### Challenge
Pull out every line in the listing below that contains the word "dress".

Point annotation records:
━━━━━━━━━━━━━━━━━━━━━━━━━━━━━━
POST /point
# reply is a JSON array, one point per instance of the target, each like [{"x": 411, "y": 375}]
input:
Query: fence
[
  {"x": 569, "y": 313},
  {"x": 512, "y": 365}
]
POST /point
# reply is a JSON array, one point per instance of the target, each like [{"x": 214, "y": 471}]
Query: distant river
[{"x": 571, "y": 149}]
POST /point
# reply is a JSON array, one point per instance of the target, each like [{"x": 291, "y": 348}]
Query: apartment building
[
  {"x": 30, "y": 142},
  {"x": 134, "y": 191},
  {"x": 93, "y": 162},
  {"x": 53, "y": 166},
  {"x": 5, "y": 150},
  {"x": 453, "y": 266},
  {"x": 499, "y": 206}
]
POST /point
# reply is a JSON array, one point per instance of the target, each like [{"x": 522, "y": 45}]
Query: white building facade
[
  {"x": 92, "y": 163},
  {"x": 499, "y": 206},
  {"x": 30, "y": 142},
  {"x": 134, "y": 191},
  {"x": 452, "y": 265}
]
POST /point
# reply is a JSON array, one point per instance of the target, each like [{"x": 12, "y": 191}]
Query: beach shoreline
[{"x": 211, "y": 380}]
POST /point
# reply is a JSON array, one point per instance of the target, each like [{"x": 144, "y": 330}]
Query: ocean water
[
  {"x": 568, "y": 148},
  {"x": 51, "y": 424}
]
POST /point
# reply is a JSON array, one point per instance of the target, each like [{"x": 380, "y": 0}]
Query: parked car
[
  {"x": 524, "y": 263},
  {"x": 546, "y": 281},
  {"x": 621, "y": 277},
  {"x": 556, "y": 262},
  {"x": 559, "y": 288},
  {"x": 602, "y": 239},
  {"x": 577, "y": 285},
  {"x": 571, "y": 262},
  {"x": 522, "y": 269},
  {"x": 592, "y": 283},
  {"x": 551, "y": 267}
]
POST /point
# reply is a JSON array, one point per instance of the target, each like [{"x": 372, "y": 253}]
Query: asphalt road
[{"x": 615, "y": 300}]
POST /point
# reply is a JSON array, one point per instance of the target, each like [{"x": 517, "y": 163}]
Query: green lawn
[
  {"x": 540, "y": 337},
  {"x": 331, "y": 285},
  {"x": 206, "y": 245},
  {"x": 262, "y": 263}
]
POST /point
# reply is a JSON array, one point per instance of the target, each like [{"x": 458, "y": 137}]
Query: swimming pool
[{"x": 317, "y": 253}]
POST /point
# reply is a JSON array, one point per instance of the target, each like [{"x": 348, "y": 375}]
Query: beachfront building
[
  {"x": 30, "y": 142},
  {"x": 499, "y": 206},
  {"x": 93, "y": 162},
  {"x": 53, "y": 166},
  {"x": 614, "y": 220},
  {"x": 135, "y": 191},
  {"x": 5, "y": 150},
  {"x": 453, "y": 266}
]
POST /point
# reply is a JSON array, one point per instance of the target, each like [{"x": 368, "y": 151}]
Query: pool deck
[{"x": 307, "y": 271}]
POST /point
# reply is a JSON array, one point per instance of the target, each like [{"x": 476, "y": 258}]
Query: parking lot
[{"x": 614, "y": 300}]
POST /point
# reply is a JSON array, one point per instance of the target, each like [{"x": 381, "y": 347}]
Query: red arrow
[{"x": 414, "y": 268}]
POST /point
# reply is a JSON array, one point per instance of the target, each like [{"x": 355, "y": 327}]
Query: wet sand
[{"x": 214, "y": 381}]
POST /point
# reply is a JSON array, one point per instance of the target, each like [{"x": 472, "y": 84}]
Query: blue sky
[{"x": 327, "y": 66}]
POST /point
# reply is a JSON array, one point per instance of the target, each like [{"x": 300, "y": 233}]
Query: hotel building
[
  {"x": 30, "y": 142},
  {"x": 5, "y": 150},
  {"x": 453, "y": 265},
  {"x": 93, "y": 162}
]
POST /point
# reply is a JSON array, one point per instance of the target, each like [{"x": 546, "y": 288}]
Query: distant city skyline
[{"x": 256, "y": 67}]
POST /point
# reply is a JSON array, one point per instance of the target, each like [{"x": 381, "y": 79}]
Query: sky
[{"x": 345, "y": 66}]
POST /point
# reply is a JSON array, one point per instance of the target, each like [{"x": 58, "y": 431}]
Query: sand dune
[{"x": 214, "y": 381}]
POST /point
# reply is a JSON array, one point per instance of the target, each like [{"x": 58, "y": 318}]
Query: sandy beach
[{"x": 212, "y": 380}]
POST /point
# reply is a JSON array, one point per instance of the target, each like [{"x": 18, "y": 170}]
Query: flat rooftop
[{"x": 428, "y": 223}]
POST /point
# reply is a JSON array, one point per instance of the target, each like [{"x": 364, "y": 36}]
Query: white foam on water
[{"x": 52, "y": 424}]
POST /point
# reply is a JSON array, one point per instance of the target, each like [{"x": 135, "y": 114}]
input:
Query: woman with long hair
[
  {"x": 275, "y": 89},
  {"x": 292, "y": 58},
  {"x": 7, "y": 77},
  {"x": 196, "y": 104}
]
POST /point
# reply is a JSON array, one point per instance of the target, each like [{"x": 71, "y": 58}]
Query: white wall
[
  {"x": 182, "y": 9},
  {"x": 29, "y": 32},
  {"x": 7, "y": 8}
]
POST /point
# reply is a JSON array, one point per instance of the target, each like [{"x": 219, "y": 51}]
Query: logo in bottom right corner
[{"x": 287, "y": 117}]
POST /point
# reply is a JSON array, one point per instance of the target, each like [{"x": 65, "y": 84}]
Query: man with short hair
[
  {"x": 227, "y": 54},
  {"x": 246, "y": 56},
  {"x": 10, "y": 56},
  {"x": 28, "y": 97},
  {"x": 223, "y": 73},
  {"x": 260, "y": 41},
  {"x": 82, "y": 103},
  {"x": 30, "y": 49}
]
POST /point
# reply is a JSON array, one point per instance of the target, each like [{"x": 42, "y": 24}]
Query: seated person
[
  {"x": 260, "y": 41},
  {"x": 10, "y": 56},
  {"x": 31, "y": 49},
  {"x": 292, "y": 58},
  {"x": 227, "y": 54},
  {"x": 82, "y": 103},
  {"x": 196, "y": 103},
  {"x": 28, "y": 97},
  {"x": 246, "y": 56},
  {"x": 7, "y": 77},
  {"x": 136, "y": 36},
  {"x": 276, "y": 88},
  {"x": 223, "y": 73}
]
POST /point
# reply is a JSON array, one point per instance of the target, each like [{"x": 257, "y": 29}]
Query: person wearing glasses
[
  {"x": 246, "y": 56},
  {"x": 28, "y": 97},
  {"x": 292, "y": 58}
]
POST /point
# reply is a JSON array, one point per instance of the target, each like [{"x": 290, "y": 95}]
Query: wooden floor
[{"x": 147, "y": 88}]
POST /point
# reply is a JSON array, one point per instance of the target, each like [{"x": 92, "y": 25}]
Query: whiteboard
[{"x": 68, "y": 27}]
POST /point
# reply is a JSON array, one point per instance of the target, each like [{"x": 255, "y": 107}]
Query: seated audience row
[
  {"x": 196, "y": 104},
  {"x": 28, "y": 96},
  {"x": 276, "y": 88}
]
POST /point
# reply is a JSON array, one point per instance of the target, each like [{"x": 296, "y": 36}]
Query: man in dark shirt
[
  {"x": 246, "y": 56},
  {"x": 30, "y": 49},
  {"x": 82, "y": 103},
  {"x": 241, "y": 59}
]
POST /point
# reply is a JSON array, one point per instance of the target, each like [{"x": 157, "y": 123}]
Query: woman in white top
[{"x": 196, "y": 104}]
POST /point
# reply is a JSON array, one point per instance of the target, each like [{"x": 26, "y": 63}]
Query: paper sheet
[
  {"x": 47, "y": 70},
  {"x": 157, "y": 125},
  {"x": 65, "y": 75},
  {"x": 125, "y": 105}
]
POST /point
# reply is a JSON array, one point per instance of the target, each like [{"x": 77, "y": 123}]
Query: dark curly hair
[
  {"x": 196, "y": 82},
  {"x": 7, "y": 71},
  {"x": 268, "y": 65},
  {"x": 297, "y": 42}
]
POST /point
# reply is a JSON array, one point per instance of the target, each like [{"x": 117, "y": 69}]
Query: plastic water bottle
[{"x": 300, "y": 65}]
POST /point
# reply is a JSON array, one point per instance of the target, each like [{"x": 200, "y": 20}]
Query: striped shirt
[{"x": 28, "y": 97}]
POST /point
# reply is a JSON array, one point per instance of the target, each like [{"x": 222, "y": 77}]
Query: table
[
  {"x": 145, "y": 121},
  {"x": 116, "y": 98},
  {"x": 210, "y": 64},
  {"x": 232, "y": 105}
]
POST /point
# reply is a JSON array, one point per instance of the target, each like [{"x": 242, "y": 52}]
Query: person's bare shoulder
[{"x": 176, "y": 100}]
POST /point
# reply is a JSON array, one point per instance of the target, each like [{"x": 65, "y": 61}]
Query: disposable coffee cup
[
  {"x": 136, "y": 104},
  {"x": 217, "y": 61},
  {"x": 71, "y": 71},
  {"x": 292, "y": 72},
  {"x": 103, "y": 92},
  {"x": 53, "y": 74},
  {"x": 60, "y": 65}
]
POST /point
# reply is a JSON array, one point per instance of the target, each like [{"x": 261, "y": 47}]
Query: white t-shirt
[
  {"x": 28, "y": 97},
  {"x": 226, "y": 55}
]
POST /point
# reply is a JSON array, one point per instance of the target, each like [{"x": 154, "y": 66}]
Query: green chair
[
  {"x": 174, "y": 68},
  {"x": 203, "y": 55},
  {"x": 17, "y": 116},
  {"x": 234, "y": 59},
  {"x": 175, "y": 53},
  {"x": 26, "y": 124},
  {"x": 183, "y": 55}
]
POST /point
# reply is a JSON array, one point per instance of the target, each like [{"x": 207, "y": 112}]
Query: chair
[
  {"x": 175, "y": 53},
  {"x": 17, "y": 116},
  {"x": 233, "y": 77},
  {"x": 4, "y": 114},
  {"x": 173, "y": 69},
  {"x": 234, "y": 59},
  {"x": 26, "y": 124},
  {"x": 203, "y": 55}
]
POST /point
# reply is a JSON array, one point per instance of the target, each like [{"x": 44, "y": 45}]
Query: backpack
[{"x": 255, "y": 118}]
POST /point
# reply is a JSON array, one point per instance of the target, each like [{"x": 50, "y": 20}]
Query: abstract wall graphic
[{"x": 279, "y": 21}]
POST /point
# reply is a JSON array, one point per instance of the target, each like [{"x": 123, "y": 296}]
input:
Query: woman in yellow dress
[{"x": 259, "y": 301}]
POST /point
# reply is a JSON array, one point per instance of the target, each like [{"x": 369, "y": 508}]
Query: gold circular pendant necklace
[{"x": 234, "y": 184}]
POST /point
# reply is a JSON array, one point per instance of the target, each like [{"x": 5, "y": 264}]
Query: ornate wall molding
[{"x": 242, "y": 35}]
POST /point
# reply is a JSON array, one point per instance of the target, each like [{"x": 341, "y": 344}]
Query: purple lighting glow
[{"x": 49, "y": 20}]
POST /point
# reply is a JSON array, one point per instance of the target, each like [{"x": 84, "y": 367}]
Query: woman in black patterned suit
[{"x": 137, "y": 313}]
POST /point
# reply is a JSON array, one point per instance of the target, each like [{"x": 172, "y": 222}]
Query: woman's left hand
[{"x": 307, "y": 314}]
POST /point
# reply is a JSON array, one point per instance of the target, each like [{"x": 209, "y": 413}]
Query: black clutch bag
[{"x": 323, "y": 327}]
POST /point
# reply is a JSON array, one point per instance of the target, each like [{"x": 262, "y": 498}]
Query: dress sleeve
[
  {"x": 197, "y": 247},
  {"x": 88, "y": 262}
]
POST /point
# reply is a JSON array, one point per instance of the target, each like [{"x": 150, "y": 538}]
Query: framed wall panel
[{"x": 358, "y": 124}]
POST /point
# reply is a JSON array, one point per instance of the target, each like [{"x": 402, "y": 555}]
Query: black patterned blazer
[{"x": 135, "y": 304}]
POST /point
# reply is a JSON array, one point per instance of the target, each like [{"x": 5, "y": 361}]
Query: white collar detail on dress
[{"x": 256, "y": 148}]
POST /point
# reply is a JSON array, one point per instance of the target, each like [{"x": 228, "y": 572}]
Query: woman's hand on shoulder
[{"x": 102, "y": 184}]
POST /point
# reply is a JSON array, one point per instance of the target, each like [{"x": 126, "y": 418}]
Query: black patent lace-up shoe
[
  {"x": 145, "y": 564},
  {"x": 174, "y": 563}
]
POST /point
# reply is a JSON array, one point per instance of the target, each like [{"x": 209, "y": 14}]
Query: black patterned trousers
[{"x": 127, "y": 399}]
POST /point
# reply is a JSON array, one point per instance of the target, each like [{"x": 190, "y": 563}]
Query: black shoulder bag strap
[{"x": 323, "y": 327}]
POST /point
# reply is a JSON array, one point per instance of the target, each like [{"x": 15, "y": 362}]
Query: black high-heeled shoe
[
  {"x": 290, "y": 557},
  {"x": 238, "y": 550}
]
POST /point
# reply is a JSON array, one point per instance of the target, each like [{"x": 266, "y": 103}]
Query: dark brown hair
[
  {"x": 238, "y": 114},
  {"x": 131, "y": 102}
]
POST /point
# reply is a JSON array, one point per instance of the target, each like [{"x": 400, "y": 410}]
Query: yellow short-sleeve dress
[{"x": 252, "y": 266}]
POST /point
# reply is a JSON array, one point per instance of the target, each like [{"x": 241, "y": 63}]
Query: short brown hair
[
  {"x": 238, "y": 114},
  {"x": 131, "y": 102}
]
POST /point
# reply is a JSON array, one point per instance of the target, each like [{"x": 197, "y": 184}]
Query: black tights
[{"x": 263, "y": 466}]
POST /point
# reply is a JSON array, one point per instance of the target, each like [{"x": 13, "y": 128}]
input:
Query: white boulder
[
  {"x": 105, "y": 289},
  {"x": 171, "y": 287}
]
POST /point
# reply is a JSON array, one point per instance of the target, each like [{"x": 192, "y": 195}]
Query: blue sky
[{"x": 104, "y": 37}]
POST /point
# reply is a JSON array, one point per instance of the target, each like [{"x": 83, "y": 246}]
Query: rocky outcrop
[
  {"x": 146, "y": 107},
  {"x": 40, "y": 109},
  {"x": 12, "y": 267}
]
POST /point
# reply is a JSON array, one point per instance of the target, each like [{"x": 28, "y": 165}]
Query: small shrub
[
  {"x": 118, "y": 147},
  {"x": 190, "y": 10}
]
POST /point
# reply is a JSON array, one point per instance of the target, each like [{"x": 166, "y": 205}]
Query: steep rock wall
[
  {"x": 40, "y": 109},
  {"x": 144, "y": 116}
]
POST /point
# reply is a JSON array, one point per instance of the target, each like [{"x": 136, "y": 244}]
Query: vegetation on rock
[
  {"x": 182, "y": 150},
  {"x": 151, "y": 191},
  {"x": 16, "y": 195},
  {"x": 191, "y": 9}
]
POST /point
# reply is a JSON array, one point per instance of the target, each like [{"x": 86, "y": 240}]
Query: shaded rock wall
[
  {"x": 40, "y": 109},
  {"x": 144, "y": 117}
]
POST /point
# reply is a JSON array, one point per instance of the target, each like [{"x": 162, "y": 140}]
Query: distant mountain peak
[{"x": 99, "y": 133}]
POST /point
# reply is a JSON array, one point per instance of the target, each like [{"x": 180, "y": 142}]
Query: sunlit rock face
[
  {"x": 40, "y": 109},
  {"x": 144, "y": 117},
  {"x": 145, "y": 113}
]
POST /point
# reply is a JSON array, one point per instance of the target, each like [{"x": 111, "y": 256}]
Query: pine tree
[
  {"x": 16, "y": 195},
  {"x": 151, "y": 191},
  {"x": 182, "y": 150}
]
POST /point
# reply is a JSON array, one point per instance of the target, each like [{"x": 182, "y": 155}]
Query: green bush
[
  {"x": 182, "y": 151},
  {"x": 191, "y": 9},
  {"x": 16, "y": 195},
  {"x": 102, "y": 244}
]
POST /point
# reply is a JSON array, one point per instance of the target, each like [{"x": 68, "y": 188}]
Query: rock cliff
━━━━━━━━━━━━━━━━━━━━━━━━━━━━━━
### Result for this exercise
Query: woman in yellow dress
Query: dress sleeve
Query: white collar detail on dress
Query: yellow short-sleeve dress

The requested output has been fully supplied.